* _Goal of the exercise_: Quote every line of the material beneath this one.

* _Information shown_:
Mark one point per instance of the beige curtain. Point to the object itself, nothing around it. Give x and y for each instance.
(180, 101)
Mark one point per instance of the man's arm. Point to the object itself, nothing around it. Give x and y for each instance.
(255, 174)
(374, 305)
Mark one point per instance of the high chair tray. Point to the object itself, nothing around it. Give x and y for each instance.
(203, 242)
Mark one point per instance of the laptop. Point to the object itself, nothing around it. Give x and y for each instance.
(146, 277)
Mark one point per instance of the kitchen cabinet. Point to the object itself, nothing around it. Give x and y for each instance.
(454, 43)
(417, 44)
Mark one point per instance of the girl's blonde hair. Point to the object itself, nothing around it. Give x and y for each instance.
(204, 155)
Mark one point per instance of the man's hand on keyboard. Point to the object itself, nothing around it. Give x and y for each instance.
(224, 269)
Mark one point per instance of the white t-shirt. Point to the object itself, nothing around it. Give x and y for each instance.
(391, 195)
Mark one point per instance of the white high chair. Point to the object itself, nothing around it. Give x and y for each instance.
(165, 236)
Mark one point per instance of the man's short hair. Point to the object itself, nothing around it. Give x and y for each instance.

* _Reply_:
Mark one point per instance of the beige curtain. Point to the object itself, nothing around it. Give x and y for each instance.
(180, 101)
Mark one point per instance of the man's arm. Point to the object itself, nothing around it. Give x and y for each instance.
(255, 174)
(374, 305)
Mark one point per instance of the high chair tray. Point to the object itself, nothing around it. Give x and y for each instance.
(203, 242)
Mark one point per instance of the laptop. Point to the object itself, nothing around it. Give x and y for each instance.
(146, 277)
Mark one point per instance of the kitchen cabinet. Point to the object itself, nothing around it. Give x and y for each instance.
(454, 43)
(417, 44)
Mark one point per instance of the girl's blonde hair. Point to the object itself, nothing around it. Give x and y for each instance.
(204, 155)
Mark one point per instance of the man's hand on keyboard. Point to the object itself, nothing around it. Give x and y for each instance.
(224, 269)
Mark one point per instance of the white t-shirt. Point to the object itself, nothing around it. Give x and y for each instance.
(391, 195)
Mark one point per instance of the white high chair. Point to the object itself, nothing around it. Give x and y for each instance.
(165, 236)
Mark one point per instance of the man's short hair. Point to the object itself, nothing around it. Give x and y for each instance.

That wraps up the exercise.